Some records:
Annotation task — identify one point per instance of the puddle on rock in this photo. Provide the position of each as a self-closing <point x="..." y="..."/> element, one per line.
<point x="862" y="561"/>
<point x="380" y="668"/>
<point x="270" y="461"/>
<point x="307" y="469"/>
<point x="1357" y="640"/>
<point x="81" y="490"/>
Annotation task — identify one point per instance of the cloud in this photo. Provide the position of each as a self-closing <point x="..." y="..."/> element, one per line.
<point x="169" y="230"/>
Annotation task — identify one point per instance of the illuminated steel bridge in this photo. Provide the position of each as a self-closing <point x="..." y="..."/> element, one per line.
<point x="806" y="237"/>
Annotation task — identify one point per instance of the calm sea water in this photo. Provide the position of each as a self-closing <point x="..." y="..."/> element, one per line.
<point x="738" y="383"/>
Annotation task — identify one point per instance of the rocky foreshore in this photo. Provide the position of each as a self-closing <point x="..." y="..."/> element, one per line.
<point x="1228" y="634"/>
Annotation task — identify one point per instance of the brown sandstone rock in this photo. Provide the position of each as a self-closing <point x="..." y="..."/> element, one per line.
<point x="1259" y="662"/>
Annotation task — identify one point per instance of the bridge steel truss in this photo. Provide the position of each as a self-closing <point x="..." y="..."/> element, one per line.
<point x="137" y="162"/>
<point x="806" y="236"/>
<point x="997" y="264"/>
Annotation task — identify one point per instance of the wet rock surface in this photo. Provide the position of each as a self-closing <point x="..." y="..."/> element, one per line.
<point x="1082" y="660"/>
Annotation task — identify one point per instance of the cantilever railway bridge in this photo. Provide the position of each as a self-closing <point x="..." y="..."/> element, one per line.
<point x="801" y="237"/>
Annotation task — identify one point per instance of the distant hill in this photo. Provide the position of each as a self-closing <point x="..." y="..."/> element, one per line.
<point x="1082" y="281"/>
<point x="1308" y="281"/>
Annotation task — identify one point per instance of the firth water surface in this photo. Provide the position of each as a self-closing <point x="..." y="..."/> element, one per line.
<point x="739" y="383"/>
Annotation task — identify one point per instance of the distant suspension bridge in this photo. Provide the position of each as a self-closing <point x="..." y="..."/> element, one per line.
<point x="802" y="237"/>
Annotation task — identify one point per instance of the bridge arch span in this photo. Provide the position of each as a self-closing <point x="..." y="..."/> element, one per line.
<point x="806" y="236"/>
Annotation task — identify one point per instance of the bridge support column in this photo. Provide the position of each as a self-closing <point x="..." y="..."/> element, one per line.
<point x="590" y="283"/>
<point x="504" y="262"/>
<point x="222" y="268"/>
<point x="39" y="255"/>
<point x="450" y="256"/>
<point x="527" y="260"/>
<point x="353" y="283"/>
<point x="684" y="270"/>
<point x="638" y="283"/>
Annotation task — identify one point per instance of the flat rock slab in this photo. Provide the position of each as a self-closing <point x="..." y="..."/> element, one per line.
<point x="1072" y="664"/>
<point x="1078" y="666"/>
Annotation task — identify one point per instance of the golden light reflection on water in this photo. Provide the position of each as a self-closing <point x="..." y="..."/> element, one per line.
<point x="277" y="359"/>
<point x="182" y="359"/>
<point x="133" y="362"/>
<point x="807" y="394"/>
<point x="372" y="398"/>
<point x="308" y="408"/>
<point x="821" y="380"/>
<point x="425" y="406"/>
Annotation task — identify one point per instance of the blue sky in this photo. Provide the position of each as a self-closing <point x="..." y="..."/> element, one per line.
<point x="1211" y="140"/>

■ **To do**
Reproduce every record, matching each line exactly.

■ **Exercise answer**
Annotation task — identify one point per instance of the puddle on rock in this photo. Provide the position of each as a self-closing <point x="..." y="..."/> element, one per line.
<point x="862" y="561"/>
<point x="380" y="668"/>
<point x="270" y="461"/>
<point x="307" y="469"/>
<point x="1357" y="640"/>
<point x="81" y="490"/>
Annotation task — identify one point per instance of the cloud in this photo. Provide the position of each as a self-closing <point x="..." y="..."/> element, one per line.
<point x="169" y="230"/>
Annotation task — identify one point per instance of the illuminated steel bridge in this photo. Provide the position of each as a self-closing <point x="..." y="..."/> element, one per line.
<point x="806" y="237"/>
Annotation task — identify one point per instance of the calm sea water in this photo. Provide the position of each as a self-closing <point x="..." y="..."/> element, one per line.
<point x="738" y="383"/>
Annotation task — identify one point per instance of the rocky foreshore in this photo. Provide the position of each as a self-closing <point x="..." y="..."/> element, one per line.
<point x="1228" y="634"/>
Annotation task — identify one point per instance of the brown sandstone rock in this photo. Provide the position of each as a self-closing <point x="..." y="..."/> element, one per line.
<point x="1259" y="662"/>
Annotation task — identify one point per instance of the bridge steel truss in this photo. Provide the position of each as a self-closing <point x="..." y="..."/> element, one per line.
<point x="137" y="162"/>
<point x="806" y="236"/>
<point x="997" y="264"/>
Annotation task — identify one point per instance of the wet rock surface in this photo. Provide the position of each as a self-closing <point x="..." y="..."/> element, one per line.
<point x="1082" y="660"/>
Annotation task — identify one point per instance of the cantilever railway bridge in this photo. Provide the position of each as a self-closing <point x="..." y="..."/> element, one per line.
<point x="801" y="237"/>
Annotation task — identify one point per instance of the distant hill in this photo. Provide the position of each as a self-closing <point x="..." y="..."/> element, one per line.
<point x="1082" y="281"/>
<point x="1308" y="281"/>
Annotation task — identify one point per instance of the firth water surface in this photo. Provide the position of each as a self-closing <point x="..." y="..."/> element, one per line.
<point x="739" y="383"/>
Annotation task — identify one point per instance of the distant suspension bridge in this photo. Provide the position of each as a self-closing <point x="..." y="..."/> element, one per line.
<point x="802" y="237"/>
Annotation task — identify one point per instance of the bridge arch span in this photo. Provide the position of each as a self-closing <point x="..." y="..."/> element, one per line.
<point x="806" y="236"/>
Annotation task — identify one point per instance of the bridge support column in this photo. Provide the position of each as a self-closing <point x="..." y="..."/> element, one per line.
<point x="590" y="283"/>
<point x="504" y="262"/>
<point x="222" y="268"/>
<point x="39" y="255"/>
<point x="450" y="256"/>
<point x="527" y="260"/>
<point x="353" y="283"/>
<point x="684" y="270"/>
<point x="638" y="283"/>
Annotation task — identify one point per instance of the flat rock slab in this photo. Provide the position of each as a self-closing <point x="..." y="..."/> element, one per line.
<point x="1072" y="664"/>
<point x="1078" y="666"/>
Annotation task — identify one point per instance of the golden light reflection on water in this photo. Provide the position of each as a self-closing <point x="..." y="..."/> element, one per line.
<point x="277" y="359"/>
<point x="182" y="359"/>
<point x="133" y="362"/>
<point x="807" y="394"/>
<point x="372" y="398"/>
<point x="308" y="408"/>
<point x="821" y="380"/>
<point x="425" y="406"/>
Annotation task — identify one point per instance of the blue sky in this photo. Provide the position of each as a self-closing <point x="..." y="..."/> element, one per line.
<point x="1211" y="140"/>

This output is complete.